[Coordinate annotation records]
================
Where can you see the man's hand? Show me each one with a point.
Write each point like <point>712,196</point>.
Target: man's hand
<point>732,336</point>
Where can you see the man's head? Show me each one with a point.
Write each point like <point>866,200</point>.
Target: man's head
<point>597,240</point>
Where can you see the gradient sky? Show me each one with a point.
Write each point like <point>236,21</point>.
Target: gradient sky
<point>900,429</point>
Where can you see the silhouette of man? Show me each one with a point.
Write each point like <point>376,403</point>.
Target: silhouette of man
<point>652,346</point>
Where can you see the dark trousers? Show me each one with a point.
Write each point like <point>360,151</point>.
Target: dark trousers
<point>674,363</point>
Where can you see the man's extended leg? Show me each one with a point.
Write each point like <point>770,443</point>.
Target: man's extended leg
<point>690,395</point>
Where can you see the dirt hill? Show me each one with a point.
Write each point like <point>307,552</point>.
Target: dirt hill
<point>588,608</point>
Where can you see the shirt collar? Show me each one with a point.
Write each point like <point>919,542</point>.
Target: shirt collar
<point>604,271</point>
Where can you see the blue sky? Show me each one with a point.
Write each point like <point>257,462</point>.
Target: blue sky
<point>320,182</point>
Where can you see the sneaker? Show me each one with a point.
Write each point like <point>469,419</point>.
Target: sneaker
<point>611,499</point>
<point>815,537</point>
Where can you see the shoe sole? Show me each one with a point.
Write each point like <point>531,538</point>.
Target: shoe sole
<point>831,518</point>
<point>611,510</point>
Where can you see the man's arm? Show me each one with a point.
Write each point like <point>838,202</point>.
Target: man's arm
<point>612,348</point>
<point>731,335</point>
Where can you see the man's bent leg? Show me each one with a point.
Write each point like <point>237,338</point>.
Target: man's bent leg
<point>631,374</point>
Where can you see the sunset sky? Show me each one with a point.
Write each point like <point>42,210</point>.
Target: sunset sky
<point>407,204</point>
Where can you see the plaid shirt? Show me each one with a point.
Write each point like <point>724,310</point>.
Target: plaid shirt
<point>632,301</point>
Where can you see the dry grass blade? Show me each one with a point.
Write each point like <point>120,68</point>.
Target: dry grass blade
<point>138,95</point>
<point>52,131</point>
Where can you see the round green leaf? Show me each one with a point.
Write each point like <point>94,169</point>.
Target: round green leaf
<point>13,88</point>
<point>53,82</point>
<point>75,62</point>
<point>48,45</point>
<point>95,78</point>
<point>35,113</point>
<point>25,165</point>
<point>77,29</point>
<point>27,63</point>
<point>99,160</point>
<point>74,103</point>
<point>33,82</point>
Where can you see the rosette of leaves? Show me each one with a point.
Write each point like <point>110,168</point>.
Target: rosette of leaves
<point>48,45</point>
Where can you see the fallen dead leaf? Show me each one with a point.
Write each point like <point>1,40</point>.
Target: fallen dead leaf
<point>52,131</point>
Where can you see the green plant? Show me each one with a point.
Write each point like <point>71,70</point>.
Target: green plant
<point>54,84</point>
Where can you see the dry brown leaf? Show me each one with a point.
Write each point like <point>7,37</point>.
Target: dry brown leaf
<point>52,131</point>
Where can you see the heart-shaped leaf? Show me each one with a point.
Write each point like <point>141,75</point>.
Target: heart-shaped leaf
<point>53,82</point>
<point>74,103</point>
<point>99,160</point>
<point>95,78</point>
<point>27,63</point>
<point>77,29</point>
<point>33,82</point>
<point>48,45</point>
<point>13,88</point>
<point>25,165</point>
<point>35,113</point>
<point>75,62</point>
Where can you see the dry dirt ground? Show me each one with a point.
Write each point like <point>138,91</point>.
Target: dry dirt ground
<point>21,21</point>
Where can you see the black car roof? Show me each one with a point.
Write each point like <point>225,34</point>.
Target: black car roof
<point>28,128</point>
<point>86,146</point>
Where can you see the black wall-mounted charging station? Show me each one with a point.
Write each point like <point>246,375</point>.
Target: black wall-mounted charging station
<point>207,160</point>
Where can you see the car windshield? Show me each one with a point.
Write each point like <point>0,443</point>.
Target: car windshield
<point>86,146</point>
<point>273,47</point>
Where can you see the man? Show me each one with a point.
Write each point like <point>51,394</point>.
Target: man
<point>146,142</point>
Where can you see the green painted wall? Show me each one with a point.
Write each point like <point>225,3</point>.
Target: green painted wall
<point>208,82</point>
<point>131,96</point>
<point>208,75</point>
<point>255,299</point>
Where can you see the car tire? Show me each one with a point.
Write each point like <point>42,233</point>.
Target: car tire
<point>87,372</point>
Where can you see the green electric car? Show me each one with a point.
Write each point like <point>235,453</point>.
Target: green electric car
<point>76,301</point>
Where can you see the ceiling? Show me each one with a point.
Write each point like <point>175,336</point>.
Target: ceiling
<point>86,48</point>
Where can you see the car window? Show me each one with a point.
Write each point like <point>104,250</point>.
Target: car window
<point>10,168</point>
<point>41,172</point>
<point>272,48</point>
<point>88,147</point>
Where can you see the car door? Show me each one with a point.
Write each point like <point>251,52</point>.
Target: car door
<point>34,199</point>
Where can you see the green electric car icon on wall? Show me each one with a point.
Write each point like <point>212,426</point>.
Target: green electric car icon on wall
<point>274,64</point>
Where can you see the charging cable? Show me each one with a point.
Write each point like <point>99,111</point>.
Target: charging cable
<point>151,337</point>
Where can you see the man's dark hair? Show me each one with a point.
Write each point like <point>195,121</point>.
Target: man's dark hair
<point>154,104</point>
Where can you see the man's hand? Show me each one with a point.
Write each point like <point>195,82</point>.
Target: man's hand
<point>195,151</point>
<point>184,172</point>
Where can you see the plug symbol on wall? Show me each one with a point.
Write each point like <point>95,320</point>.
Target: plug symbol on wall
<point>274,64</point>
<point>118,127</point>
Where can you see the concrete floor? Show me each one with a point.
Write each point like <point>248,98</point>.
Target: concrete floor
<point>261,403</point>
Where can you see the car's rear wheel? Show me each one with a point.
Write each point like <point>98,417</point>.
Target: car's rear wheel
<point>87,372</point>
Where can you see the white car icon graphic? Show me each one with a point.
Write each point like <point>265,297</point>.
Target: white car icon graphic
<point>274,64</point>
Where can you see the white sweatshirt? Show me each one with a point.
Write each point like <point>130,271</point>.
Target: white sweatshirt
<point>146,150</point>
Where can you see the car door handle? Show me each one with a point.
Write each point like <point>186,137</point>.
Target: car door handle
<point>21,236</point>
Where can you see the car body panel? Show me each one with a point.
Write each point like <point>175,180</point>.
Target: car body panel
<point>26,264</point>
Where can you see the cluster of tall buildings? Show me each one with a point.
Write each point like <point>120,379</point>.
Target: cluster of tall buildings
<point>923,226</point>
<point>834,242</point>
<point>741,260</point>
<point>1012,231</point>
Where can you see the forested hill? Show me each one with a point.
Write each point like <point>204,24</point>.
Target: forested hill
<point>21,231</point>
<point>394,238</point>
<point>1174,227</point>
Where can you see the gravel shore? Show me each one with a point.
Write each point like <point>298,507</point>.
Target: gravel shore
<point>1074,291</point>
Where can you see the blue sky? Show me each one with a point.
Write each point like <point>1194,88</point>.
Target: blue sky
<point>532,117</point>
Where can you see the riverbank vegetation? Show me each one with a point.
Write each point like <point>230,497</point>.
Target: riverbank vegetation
================
> **Exercise requirements**:
Can you reproduce the data above verbatim, from its first line through the line containing "<point>731,335</point>", with both of those lines included?

> **Solution below**:
Where can you see the man's hand? Show me each one with a point.
Write each point like <point>712,196</point>.
Target: man's hand
<point>732,336</point>
Where can you see the man's head? Show me each one with a point.
Write each point like <point>866,200</point>.
Target: man's head
<point>597,240</point>
Where can you see the gradient sky? Show me each one with a point.
Write each point like <point>236,21</point>.
Target: gradient sky
<point>900,429</point>
Where can you see the silhouette of man? Show me each one with a point.
Write each point like <point>376,403</point>.
Target: silhouette of man
<point>652,346</point>
Where can you see the dark trousers? Show me each one with a point.
Write each point like <point>360,151</point>.
Target: dark trousers
<point>674,363</point>
Where can you see the man's extended leg? Show me each one with a point.
Write each point like <point>770,443</point>.
Target: man's extended leg
<point>690,395</point>
Where can you see the dirt hill? Show me each one with a point.
Write each point like <point>307,552</point>.
Target: dirt hill
<point>588,608</point>
Where can you see the shirt collar? Show me each one with a point.
Write each point like <point>919,542</point>.
Target: shirt collar
<point>604,271</point>
Where can you see the blue sky? Show me each one with a point.
Write each point like <point>257,462</point>.
Target: blue sky
<point>320,182</point>
Where can you see the sneaker? Show me each one with a point.
Write each point like <point>469,419</point>.
Target: sneaker
<point>611,499</point>
<point>815,537</point>
Where can you see the shoe sole? Show me each one with a point.
Write each point like <point>531,538</point>.
Target: shoe sole
<point>831,518</point>
<point>611,510</point>
Where can you see the man's arm? Show me each one with a point.
Write each point like <point>838,202</point>.
Target: man's arm
<point>612,348</point>
<point>731,335</point>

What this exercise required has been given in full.